┏━━

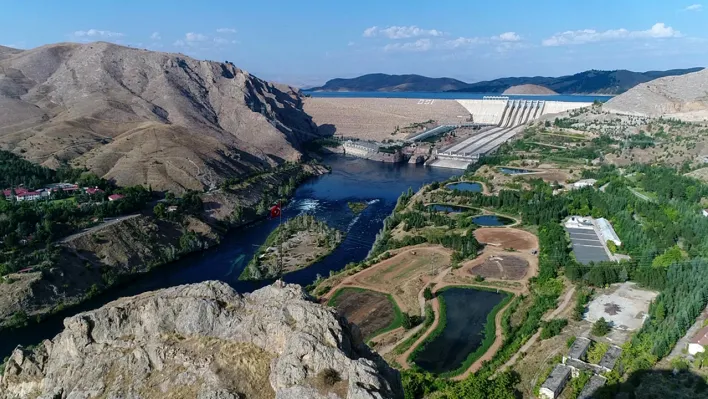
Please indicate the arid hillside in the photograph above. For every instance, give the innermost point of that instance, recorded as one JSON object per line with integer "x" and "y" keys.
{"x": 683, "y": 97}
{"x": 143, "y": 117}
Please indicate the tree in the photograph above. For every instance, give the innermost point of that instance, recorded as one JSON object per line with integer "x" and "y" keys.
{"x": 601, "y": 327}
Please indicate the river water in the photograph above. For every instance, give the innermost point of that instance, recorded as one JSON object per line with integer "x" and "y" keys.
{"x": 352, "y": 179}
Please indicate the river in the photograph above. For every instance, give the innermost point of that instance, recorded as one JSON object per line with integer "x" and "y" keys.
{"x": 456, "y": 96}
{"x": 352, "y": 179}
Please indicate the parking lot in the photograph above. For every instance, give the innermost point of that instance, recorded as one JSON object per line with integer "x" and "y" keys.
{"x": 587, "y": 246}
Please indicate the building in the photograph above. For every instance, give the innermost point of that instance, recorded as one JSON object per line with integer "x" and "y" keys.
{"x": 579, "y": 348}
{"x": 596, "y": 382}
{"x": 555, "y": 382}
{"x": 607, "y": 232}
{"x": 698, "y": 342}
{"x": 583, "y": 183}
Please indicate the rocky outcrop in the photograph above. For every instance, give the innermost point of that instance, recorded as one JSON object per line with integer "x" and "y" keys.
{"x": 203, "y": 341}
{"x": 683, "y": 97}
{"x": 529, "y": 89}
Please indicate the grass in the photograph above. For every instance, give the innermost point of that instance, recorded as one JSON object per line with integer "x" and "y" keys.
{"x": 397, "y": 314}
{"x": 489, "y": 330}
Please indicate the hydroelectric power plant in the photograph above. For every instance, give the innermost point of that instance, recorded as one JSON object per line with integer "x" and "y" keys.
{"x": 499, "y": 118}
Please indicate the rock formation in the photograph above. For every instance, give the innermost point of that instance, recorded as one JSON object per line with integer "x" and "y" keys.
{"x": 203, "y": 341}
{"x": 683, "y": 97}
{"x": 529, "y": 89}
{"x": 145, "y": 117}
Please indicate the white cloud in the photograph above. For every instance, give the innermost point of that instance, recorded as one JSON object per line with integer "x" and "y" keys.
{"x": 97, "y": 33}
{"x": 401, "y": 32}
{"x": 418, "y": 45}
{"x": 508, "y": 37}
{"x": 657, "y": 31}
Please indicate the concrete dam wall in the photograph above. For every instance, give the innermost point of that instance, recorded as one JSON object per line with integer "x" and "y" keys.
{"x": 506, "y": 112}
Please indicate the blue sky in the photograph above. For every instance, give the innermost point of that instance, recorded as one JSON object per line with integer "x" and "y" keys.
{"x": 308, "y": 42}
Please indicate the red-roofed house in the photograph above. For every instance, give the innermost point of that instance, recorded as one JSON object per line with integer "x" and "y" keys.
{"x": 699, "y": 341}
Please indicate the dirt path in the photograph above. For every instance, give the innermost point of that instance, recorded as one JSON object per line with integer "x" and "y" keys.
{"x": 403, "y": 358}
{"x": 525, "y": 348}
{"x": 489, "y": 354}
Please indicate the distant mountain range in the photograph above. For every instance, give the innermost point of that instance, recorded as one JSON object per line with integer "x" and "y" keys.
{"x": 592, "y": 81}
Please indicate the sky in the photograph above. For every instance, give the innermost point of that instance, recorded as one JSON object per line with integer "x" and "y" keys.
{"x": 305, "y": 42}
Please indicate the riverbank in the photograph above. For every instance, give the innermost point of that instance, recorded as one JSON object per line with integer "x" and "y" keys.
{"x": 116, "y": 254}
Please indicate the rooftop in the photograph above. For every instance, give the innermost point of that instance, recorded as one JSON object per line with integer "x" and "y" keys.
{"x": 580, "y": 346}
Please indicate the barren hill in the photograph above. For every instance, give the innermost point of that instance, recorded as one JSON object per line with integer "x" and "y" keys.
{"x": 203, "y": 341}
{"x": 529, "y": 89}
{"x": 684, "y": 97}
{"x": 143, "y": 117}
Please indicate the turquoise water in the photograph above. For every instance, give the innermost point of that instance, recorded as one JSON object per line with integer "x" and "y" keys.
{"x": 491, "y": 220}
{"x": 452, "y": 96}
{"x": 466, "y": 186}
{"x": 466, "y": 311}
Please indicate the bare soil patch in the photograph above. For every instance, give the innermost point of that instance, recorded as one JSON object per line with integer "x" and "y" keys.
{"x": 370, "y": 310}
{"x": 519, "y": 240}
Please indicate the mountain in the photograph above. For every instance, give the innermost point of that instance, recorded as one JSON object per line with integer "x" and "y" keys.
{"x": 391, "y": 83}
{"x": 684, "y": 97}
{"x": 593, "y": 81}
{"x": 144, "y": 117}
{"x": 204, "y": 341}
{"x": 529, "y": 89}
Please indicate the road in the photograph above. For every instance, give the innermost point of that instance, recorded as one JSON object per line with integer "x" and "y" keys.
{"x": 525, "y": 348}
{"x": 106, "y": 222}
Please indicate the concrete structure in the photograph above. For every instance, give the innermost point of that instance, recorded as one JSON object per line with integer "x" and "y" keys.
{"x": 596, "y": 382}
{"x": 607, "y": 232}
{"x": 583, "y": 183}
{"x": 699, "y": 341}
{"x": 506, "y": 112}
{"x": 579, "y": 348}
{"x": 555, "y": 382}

┗━━
┏━━

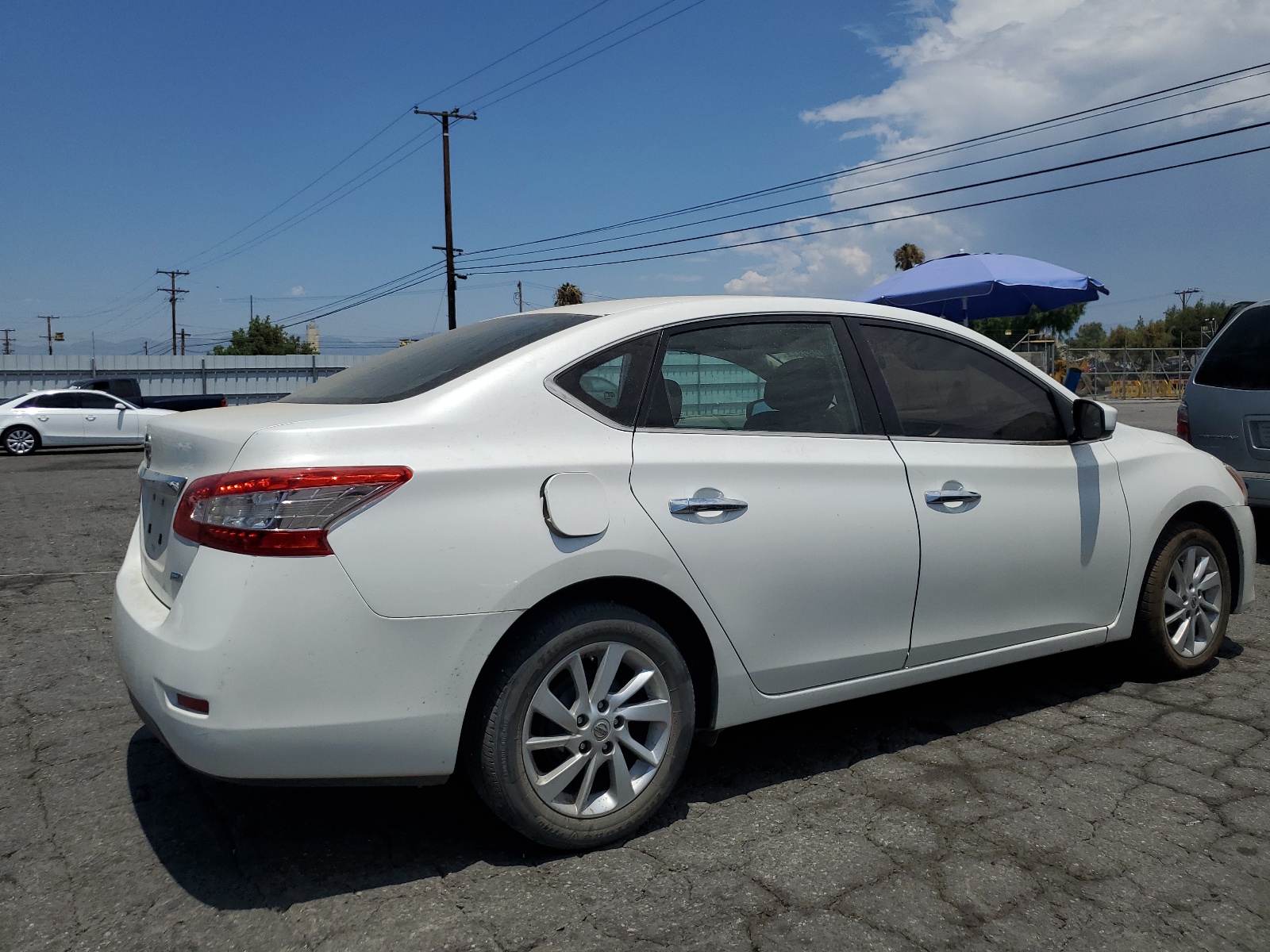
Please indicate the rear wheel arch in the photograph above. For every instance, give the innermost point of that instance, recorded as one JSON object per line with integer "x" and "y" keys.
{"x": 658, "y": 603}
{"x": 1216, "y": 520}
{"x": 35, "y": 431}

┗━━

Gather each line from the records above that includes the word "water" and copy those lines in full.

Please indicate the river water in the photograph above. For every instance, give the innermost point of that instance, recorded as one JSON object per line with integer "x" and "y" keys.
Please indicate the turquoise water in the photograph above. For every instance, give the innermost point of that instance, recorded as one JSON object per line with integer "x" and "y" keys.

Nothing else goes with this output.